Reproduce all of the records, swapping "dark background area" for "black backdrop region" and keeping everything else unchanged.

---------- RECORDS FOR THIS EXERCISE

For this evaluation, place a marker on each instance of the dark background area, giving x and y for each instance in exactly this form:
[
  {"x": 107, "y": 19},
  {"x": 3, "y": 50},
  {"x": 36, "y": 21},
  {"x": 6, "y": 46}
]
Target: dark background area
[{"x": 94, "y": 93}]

--------------------

(COMPLETE RESPONSE):
For this evaluation, place a marker on each instance of the black backdrop region, giving x and y for each instance in exactly this form:
[
  {"x": 107, "y": 19},
  {"x": 3, "y": 50},
  {"x": 36, "y": 21},
  {"x": 6, "y": 46}
]
Target: black backdrop region
[{"x": 94, "y": 93}]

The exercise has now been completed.